== ACTIVITY ==
The reply should contain each record below, returned exactly as given.

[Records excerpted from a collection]
# # # # # # #

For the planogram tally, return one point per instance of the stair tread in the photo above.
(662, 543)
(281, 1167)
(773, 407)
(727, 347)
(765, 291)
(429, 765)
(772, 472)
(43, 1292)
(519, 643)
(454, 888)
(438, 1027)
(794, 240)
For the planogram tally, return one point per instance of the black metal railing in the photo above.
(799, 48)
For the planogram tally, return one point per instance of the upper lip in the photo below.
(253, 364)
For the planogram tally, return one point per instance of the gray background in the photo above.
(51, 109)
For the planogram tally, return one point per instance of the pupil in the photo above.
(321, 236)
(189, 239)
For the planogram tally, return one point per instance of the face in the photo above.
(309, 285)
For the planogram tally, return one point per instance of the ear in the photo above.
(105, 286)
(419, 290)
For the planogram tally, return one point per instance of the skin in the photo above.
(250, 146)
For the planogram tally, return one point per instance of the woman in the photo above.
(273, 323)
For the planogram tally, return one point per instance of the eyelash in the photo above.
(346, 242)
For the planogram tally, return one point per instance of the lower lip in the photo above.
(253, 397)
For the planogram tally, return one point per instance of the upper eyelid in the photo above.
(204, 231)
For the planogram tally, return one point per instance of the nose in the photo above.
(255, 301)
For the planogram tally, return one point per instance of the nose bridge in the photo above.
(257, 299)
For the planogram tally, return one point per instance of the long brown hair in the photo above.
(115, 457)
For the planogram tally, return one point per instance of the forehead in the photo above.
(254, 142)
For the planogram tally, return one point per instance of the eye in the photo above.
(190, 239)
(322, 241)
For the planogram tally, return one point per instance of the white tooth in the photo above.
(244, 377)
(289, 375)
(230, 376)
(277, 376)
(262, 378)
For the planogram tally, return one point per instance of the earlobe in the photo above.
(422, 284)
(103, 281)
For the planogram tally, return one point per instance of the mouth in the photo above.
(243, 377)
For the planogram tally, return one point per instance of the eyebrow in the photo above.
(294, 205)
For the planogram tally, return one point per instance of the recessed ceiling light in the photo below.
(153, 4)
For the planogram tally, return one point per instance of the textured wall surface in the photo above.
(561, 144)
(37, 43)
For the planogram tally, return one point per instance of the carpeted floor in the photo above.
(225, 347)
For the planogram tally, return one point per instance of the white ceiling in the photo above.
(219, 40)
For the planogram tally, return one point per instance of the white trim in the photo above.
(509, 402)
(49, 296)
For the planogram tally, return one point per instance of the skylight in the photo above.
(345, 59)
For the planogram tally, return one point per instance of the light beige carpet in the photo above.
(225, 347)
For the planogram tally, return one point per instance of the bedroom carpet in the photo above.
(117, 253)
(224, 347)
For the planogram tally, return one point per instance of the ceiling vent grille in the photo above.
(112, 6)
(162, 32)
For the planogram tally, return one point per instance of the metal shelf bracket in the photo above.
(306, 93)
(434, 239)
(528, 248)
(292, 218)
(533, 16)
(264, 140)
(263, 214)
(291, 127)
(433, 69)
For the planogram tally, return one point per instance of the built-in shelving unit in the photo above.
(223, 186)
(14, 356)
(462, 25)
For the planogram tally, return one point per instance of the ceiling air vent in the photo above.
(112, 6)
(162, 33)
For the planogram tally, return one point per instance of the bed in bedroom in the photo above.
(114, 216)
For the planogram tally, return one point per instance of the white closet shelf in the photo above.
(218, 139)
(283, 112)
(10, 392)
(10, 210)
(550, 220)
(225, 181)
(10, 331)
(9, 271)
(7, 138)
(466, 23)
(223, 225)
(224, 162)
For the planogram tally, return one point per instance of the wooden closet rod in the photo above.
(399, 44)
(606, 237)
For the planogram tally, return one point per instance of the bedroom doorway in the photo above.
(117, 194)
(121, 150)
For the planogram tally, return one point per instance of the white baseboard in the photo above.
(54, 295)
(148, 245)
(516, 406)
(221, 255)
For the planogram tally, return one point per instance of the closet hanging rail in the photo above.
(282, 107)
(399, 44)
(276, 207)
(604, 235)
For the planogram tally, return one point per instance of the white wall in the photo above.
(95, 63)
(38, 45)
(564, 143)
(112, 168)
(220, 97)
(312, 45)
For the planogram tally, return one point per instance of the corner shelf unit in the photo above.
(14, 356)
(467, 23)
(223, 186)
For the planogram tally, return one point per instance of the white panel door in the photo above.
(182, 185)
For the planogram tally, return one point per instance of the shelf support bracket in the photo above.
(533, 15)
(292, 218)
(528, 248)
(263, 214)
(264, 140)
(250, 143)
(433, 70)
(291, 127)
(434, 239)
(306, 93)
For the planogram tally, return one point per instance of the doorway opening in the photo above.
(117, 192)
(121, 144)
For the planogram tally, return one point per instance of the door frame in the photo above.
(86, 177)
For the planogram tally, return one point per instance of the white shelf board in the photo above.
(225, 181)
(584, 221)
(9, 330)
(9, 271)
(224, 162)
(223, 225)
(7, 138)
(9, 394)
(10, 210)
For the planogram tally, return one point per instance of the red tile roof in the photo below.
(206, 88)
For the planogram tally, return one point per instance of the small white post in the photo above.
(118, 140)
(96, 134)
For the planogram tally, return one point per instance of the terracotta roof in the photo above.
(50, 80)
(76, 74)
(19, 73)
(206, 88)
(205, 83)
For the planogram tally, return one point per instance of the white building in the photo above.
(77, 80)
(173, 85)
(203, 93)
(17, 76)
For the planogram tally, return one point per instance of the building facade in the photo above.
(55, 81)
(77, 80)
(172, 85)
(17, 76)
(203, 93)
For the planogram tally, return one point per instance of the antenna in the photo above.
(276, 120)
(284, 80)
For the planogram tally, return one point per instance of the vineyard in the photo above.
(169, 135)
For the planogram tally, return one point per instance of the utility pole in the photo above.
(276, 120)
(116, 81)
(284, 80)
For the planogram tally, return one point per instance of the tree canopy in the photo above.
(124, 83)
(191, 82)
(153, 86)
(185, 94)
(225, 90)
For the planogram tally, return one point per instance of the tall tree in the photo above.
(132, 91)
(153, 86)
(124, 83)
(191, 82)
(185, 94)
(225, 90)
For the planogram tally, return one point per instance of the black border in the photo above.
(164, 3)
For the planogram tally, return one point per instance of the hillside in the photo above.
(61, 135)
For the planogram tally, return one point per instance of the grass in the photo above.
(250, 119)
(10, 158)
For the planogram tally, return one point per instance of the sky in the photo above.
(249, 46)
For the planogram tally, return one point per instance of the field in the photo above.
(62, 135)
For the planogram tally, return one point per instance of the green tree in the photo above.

# # # # # # #

== PROBLEM SOLUTION ==
For the planogram tally, return one point per instance of the stair tread in the photo above.
(662, 543)
(281, 1167)
(773, 407)
(727, 347)
(765, 291)
(429, 765)
(772, 472)
(43, 1292)
(519, 643)
(454, 888)
(438, 1027)
(794, 240)
For the planogram tally, return one point per instance of the black metal railing in the photo above.
(799, 48)
For the planogram tally, return one point per instance of the upper lip in the photo below.
(253, 364)
For the planogram tally, return one point per instance of the gray background in the photo above.
(51, 109)
For the planogram tally, return one point per instance of the pupil in the photo above.
(321, 236)
(189, 239)
For the planogram tally, return one point per instance of the face in the photo above.
(309, 285)
For the planogram tally, return one point per instance of the ear in the photo above.
(105, 286)
(419, 290)
For the planogram tally, return one point per instance of the skin in the photo above.
(250, 146)
For the planogram tally, return one point per instance of the woman in the photo above.
(273, 323)
For the planogram tally, return one point per instance of the eyelash in the photo above.
(346, 242)
For the planogram tally, return one point per instance of the lower lip in the photo above.
(253, 397)
For the planogram tally, return one point per instance of the upper eyelid in the photo above.
(204, 231)
For the planogram tally, return one point per instance of the nose in the photo above.
(255, 301)
For the planogram tally, return one point per instance of the nose bridge in the photo above.
(257, 299)
For the planogram tally, return one point per instance of the long brown hair in the photo above.
(115, 457)
For the planogram tally, return one point per instance of the forehead in the photo above.
(254, 142)
For the planogram tally, return one point per instance of the eye in the photo above.
(190, 239)
(322, 241)
For the planogram tally, return one point per instance of the white tooth in the photo above.
(244, 377)
(289, 375)
(230, 376)
(277, 376)
(262, 378)
For the planogram tally, return one point per instance of the earlobe in the photo above.
(422, 284)
(103, 281)
For the planogram tally, return one point per instance of the mouth in the photo above.
(243, 377)
For the planogram tally, return one point per instance of the eyebrow in the photo above.
(294, 205)
For the planogram tally, return one point per instance of the recessed ceiling light in the photo below.
(153, 4)
For the planogram tally, return one point per instance of the textured wall surface in the photo above.
(561, 144)
(37, 43)
For the planogram tally, return one point per instance of the carpeted floor in the photo above.
(225, 347)
For the planogram tally, return one point per instance of the white ceiling in the photo above.
(219, 40)
For the planogram tally, return one point per instance of the white trim in the photo above.
(509, 402)
(49, 296)
For the planogram tally, return one point per instance of the skylight in the photo above.
(345, 59)
For the planogram tally, return one point per instance of the light beige carpet in the photo above.
(225, 347)
For the planogram tally, return one point per instance of the bedroom carpet in the photo above.
(117, 253)
(224, 347)
For the planogram tally, return one point per instance of the ceiling vent grille in the photo above.
(112, 6)
(162, 32)
For the planogram tally, return one point per instance of the metal shelf bracket in the photo above.
(306, 93)
(434, 239)
(528, 248)
(292, 218)
(533, 16)
(264, 140)
(263, 214)
(291, 127)
(433, 69)
For the planogram tally, return one point per instance of the built-in shelving unit in the photo above.
(223, 186)
(14, 356)
(462, 25)
For the planogram tally, return one point per instance of the ceiling air vent in the photo above.
(112, 6)
(162, 33)
For the planogram tally, return one point per instance of the bed in bedroom in the photo above.
(114, 216)
For the planogram tally, return one point per instance of the white closet shelf in the photo above.
(218, 139)
(283, 112)
(10, 392)
(10, 210)
(550, 220)
(225, 181)
(10, 331)
(9, 271)
(7, 138)
(466, 23)
(223, 225)
(224, 162)
For the planogram tally, return one point per instance of the wooden closet rod in the photo above.
(399, 44)
(606, 237)
For the planogram tally, return one point per instance of the bedroom doorway in the photo above.
(117, 194)
(121, 150)
For the planogram tally, return one point per instance of the white baseboard in the photo above.
(54, 295)
(148, 245)
(516, 406)
(221, 255)
For the planogram tally, return one point per instance of the closet hanging rail in the photo above.
(282, 107)
(399, 44)
(276, 207)
(604, 235)
For the planogram tally, return one point per instance of the white wall in the photo above.
(95, 63)
(38, 45)
(564, 143)
(112, 168)
(220, 97)
(312, 45)
For the planogram tally, return one point per instance of the corner shelf unit in the photo above.
(14, 356)
(467, 23)
(223, 186)
For the planogram tally, return one point per instance of the white panel door in the photo above.
(182, 185)
For the planogram tally, return one point per instance of the shelf support bracket in the photo above.
(533, 15)
(292, 218)
(528, 248)
(263, 214)
(264, 140)
(250, 143)
(433, 70)
(291, 127)
(434, 239)
(306, 93)
For the planogram tally, return one point per instance of the doorway opening in the photo above.
(117, 192)
(121, 144)
For the planogram tally, return one point per instance of the door frame in the photo above.
(86, 177)
For the planogram tally, return one point per instance of the white shelf board in the photo above.
(225, 181)
(584, 221)
(9, 330)
(9, 271)
(224, 162)
(223, 225)
(7, 138)
(9, 394)
(10, 210)
For the planogram tally, return one point per instance of the red tile roof in the photo below.
(206, 88)
For the planogram tally, return one point per instance of the small white post in the photo above.
(118, 140)
(96, 134)
For the planogram tally, return one point per instance of the terracotta roof in the photo above.
(50, 80)
(76, 74)
(19, 73)
(206, 88)
(205, 83)
For the planogram tally, return one point per instance of the white building in the photo above.
(77, 80)
(173, 85)
(203, 93)
(17, 76)
For the planogram tally, return one point per instance of the building facade in the photo above.
(55, 81)
(77, 80)
(172, 85)
(17, 76)
(203, 93)
For the planogram tally, return one point per instance of the antenna in the photo above.
(276, 120)
(284, 80)
For the planogram tally, return one point per instance of the vineyard in the photo above.
(169, 135)
For the planogram tally, return one point per instance of the utility pole in the photo above.
(276, 120)
(116, 81)
(284, 80)
For the planogram tally, return one point per instance of the tree canopy in the photo above.
(124, 83)
(191, 82)
(153, 86)
(185, 94)
(225, 90)
For the planogram tally, return one point per instance of the tall tree in the photo above.
(132, 91)
(153, 86)
(124, 83)
(191, 82)
(185, 94)
(225, 90)
For the planogram tally, return one point per instance of the black border in the photo above.
(164, 3)
For the planogram tally, return one point per instance of the hillside in the photo above.
(61, 135)
For the planogram tally, return one point per instance of the grass in the photo above.
(250, 119)
(10, 158)
For the planogram tally, return one point per instance of the sky in the photo above.
(249, 46)
For the planogram tally, return one point per instance of the field in the photo above.
(62, 135)
For the planogram tally, return one point per instance of the green tree in the photo above.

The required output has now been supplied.